Task to carry out » Please pick out every line in the items below that contains the string "railway" and copy each of those lines.

Data records »
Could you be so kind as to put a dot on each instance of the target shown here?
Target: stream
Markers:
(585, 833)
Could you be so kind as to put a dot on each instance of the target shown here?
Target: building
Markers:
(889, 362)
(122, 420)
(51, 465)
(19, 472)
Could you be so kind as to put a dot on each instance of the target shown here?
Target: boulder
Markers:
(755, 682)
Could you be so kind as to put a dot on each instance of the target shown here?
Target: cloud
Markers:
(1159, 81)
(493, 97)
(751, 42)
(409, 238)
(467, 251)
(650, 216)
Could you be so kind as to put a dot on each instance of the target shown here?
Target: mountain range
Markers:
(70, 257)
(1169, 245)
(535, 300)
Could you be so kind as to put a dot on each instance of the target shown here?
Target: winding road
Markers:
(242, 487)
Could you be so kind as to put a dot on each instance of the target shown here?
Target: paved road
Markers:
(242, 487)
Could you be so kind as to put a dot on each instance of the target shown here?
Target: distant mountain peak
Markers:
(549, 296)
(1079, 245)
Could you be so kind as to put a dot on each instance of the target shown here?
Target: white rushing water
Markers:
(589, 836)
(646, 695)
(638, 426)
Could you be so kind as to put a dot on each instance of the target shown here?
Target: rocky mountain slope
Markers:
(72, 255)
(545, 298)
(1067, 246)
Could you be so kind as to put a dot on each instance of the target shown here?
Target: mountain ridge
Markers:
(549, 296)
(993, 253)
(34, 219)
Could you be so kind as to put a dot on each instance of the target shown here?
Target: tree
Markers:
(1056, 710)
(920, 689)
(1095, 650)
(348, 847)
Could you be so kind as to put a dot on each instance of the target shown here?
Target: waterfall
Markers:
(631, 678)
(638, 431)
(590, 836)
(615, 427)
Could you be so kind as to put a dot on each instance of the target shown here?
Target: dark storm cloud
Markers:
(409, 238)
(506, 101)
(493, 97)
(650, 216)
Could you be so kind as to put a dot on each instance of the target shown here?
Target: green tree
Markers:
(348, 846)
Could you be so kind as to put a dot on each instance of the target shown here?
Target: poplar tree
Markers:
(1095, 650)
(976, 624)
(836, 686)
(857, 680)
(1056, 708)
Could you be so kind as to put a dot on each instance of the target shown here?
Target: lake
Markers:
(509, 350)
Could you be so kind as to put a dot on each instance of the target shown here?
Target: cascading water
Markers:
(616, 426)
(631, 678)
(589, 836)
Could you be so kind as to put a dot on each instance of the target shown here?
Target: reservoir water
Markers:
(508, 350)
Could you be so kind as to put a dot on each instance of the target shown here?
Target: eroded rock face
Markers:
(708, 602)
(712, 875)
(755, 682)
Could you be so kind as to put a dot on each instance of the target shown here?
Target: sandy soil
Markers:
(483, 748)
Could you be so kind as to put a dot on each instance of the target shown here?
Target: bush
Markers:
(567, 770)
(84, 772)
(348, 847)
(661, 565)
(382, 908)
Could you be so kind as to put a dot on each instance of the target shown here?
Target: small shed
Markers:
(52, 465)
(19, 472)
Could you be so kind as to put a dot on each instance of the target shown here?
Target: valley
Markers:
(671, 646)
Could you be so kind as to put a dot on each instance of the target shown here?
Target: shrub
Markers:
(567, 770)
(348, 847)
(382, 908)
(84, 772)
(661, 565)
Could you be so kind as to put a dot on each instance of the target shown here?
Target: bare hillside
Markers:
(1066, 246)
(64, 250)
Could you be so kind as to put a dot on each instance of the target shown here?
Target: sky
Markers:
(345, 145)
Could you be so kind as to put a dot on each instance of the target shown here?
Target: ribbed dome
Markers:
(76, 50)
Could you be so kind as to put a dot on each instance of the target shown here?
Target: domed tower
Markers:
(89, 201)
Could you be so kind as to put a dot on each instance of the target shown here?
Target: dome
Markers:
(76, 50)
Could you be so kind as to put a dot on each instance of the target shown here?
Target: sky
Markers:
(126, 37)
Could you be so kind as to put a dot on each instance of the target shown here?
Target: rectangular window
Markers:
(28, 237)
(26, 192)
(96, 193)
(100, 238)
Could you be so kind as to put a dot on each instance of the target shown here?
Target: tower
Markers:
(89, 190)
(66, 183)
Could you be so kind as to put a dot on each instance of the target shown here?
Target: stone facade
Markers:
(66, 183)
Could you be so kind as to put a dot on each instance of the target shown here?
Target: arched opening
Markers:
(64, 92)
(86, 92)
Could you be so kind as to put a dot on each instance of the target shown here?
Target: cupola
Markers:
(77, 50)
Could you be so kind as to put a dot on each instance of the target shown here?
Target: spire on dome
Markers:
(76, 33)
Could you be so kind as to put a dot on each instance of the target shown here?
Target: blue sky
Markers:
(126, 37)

---

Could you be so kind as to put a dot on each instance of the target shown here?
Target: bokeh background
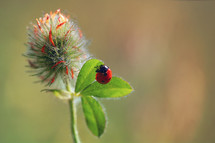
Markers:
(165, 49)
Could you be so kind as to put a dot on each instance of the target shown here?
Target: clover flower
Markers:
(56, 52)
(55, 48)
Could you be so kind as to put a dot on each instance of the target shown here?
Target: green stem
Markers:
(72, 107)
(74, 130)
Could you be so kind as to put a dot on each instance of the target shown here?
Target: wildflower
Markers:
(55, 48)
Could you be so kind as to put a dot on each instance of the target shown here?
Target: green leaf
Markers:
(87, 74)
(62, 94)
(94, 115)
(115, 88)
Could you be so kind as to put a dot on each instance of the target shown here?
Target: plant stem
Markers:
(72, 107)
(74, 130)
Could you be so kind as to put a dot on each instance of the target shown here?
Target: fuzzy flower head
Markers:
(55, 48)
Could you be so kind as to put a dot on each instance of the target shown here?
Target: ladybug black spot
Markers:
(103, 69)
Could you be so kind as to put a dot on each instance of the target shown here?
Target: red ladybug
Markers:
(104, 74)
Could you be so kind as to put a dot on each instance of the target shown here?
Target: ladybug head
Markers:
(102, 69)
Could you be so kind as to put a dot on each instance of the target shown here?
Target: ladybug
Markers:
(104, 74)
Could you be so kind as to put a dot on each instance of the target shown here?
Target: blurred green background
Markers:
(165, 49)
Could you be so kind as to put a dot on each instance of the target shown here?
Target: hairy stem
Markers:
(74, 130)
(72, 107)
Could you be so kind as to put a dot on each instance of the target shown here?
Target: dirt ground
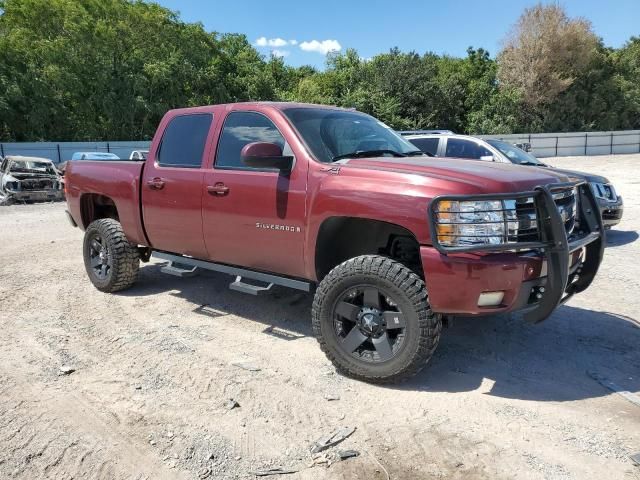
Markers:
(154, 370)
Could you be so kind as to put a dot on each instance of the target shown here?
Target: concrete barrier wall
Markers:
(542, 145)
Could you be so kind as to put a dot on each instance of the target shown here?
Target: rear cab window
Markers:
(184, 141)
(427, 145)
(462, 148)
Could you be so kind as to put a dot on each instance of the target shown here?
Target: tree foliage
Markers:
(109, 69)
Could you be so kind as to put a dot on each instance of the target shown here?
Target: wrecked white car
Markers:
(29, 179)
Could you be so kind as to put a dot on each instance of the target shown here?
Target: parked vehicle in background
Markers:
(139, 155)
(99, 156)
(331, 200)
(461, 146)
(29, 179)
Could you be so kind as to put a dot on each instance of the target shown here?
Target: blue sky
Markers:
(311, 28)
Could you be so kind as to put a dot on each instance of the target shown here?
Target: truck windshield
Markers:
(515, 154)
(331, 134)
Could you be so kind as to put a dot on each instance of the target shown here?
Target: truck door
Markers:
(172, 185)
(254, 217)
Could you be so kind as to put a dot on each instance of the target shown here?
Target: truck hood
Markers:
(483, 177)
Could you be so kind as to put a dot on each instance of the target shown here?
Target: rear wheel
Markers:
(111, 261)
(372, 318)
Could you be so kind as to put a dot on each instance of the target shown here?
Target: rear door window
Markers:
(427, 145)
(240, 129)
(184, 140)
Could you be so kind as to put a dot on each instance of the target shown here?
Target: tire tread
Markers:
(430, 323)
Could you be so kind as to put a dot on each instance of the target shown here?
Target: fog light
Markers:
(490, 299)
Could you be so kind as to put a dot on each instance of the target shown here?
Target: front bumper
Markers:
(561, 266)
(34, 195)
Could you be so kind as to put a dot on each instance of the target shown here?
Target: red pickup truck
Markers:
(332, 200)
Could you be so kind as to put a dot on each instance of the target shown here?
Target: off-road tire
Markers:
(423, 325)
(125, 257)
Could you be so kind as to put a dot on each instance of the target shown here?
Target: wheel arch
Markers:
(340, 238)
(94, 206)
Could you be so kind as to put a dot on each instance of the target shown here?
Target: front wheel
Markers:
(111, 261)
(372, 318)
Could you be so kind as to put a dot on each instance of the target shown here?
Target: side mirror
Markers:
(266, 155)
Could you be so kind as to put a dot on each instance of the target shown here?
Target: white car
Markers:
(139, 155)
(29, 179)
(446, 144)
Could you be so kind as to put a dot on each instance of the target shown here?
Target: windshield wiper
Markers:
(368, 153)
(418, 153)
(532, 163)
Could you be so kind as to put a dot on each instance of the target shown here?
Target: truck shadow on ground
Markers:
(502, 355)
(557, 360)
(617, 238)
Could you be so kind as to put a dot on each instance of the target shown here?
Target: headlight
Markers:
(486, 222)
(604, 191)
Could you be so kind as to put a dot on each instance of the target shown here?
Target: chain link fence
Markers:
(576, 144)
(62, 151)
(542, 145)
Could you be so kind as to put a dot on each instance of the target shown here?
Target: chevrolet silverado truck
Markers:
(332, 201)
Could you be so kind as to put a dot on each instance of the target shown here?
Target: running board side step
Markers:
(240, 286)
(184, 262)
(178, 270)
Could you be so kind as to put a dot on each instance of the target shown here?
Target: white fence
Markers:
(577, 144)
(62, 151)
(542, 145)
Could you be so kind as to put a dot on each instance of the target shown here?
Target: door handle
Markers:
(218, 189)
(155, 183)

* * *

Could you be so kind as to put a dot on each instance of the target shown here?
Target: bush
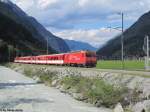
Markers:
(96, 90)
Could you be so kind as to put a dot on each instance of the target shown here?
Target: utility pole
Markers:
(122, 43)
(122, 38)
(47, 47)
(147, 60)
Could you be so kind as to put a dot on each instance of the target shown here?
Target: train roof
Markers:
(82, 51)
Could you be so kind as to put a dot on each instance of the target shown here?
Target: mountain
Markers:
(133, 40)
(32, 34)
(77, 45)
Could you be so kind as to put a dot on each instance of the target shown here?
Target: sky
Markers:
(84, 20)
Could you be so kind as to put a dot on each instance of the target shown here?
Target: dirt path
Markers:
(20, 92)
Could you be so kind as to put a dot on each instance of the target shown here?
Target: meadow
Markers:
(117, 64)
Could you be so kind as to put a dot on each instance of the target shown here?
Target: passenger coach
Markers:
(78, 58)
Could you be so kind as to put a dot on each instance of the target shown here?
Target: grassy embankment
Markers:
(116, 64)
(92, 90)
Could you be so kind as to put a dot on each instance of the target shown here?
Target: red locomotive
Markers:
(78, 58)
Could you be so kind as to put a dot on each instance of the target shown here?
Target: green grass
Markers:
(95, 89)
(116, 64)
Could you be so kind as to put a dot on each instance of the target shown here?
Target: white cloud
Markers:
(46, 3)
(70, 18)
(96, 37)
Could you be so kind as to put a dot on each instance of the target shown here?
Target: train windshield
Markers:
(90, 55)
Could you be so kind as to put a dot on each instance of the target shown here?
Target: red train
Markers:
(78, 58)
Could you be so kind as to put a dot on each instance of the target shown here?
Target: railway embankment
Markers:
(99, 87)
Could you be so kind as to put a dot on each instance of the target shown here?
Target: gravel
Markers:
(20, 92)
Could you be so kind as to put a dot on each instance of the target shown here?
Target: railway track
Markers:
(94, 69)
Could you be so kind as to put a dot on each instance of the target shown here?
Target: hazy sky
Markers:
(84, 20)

Exercise response »
Target: railway embankment
Target: railway track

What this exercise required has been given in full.